* [TASK INSTRUCTIONS]:
Can you carry the excerpt on hydrophobic contacts at the claudin trans interface forward from its final sentence?

* [DOCUMENT EXCERPT]:
★ ★ ★

The trans interface also comprises contacts between hydrophobic residues that seal together facing protomers. In particular, each opposing pair (P1-P4 and P2-P3) establishes ECL2-ECH interactions by bringing the conserved hydrophobic residue A152 (Pro in human Cldn15) close to the facing cluster of conserved residues M68, L69, A70, L71 (S14 Fig), an arrangement that persists for most of the simulation: the distance between the Cα of A152 and the backbone center of mass of ECH residues 68 to 71 in the facing protomer is stationary around about 7 Å during the whole trajectory for all pairs except P4-P1, where it is so for 75% of the trajectory.

Stable interactions are also formed by hydrophobic residues in the ECL1 segments of diagonally opposed protomers (pairs P1-P3 and P2-P4, S15 Fig). Specifically, L57 in the loop connecting β3 and β4 is very frequently at a distance smaller than 4 Å from a group of residues in the facing ECL1 which includes the conserved V38, I39 and I44, with percentages of the simulated trajectory that vary among protomer pairs and specific residues, but always fall between 50% and 95%, except for the P4-P2 pair, where L57 is in contact with A152 of ECL2 for 57% of the trajectory.

★ ★ ★

* [INFORMATION GIVEN]:
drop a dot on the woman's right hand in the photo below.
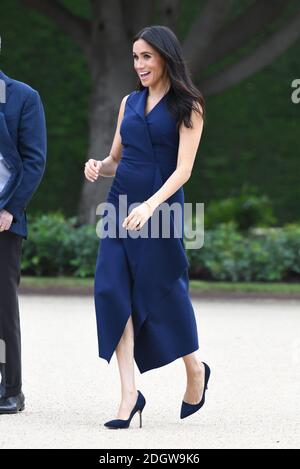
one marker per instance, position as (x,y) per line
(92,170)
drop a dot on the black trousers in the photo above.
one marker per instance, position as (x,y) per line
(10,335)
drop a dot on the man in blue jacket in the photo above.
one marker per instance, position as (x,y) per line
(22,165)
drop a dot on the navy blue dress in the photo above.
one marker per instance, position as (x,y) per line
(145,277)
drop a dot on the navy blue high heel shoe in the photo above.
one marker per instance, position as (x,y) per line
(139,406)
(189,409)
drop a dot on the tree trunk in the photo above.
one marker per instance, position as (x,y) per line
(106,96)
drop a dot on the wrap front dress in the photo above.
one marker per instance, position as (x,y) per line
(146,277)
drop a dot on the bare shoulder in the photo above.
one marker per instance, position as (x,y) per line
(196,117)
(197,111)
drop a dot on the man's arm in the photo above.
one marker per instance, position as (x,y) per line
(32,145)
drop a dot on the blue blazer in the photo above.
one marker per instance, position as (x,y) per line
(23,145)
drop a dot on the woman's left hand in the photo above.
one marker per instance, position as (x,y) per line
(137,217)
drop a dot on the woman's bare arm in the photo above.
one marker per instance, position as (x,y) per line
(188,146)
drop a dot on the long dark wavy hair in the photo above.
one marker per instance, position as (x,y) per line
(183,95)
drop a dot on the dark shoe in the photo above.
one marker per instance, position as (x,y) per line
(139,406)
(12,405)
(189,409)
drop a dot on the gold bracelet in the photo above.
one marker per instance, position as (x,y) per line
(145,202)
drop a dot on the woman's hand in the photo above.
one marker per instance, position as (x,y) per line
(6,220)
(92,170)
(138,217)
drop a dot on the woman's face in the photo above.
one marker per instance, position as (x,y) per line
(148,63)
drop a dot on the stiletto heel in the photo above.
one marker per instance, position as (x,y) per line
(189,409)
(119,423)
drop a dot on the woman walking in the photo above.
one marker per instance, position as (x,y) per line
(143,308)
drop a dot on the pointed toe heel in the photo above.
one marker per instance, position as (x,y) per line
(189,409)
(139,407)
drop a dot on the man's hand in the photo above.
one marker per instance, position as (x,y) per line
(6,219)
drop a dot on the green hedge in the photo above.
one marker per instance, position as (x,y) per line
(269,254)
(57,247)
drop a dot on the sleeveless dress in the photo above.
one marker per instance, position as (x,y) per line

★ ★ ★

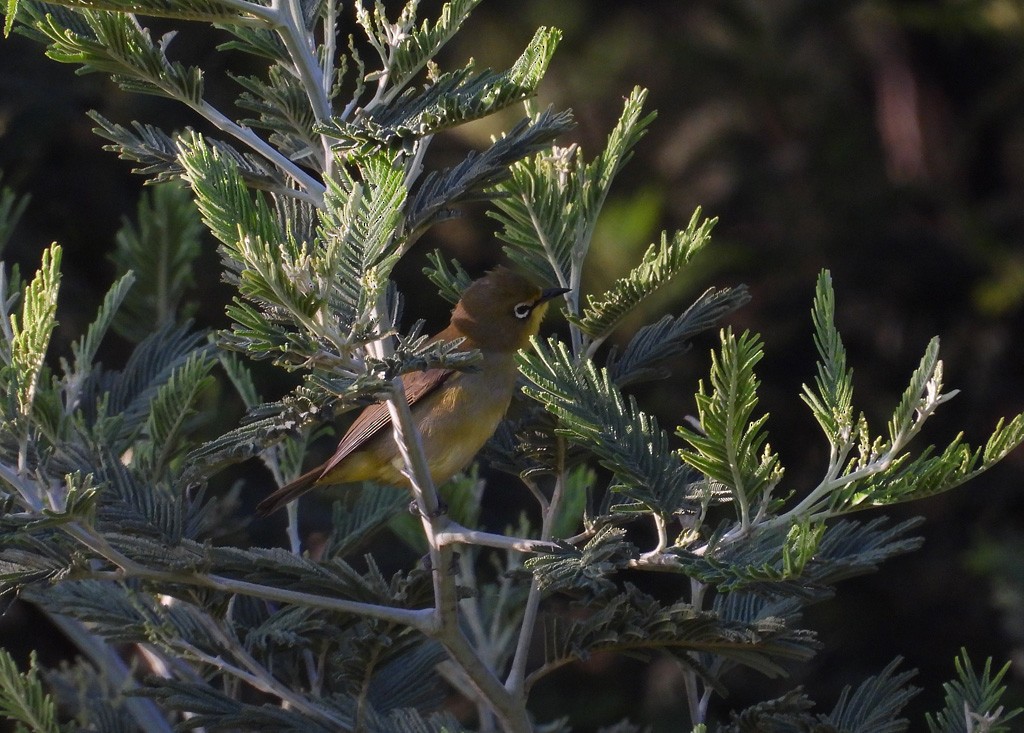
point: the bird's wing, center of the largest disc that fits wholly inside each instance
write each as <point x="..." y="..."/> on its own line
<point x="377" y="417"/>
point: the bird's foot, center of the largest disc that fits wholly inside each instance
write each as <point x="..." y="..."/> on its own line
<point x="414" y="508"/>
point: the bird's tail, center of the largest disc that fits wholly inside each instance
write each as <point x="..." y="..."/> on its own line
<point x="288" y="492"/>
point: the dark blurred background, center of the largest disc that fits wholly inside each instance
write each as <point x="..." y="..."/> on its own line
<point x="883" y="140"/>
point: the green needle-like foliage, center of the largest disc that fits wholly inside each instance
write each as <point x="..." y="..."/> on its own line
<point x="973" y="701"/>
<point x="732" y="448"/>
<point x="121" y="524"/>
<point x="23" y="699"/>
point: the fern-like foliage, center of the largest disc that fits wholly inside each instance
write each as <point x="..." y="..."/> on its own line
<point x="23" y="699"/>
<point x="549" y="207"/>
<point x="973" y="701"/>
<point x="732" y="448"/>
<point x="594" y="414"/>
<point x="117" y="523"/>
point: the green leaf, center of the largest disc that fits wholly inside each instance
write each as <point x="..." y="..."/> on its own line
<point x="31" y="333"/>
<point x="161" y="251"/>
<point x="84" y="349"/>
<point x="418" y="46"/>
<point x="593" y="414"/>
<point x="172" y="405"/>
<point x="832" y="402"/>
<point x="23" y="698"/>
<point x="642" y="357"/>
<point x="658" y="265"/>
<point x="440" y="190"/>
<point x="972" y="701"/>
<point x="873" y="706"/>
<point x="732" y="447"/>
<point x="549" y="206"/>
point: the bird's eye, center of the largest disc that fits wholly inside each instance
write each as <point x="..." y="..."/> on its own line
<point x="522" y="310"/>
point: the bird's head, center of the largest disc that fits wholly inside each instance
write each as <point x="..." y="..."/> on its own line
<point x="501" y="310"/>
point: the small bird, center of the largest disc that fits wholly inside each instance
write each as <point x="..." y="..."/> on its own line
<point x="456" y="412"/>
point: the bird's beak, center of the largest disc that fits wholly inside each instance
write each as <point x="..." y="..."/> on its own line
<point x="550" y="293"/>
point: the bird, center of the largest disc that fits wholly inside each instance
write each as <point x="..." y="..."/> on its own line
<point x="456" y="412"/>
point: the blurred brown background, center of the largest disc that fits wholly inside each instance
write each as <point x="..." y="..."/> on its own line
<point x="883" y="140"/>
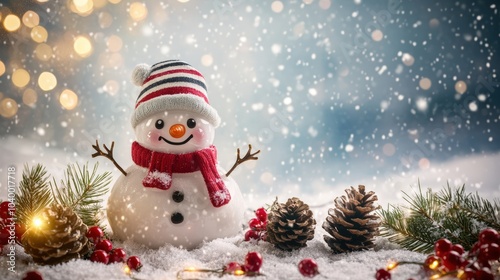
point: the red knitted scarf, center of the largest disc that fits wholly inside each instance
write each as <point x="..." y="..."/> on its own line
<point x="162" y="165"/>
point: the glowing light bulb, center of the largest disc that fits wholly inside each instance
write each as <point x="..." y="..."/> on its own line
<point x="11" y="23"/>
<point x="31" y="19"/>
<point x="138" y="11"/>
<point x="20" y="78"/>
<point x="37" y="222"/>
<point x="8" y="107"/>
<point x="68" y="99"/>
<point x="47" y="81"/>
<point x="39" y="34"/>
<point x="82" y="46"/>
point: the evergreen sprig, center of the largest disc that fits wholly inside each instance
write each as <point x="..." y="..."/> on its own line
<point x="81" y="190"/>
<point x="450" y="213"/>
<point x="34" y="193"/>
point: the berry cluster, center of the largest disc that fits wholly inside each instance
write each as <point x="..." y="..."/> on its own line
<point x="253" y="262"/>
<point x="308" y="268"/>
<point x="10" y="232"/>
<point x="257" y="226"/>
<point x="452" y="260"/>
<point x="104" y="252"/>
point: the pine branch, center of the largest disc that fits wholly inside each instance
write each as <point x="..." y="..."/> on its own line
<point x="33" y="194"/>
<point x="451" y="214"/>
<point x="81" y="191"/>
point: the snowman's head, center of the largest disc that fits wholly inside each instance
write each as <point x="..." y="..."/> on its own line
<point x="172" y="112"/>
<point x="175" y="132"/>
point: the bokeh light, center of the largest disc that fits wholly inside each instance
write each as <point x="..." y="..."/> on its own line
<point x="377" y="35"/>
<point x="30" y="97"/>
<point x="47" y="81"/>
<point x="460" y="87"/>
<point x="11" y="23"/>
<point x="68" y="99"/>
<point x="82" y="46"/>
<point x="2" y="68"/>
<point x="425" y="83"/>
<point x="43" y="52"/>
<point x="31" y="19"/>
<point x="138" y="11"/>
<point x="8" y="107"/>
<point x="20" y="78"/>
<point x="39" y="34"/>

★ ★ ★

* [FINAL ANSWER]:
Analysis of the double-pore model simulation

Protein structure and pores conformation.

We calculated the backbone atoms RMSD with respect to the starting conformation after optimal alignment of structures (Fig 10A). The different chains are indicated with names P1 to P8 following again S10 Fig. The time evolution of each protomer shows values similar to those in the single-pore simulations (compare with Fig 7A), and correlates well with the RMSD profiles of the corresponding extracellular loops (S16 Fig). The architecture of the double channel is well preserved along the trajectory, as can be observed in Fig 10B and 10C, where we compare the double-pore conformation at the beginning of the simulation (pink ribbon) with a snapshot taken at 30 ns (orange ribbon).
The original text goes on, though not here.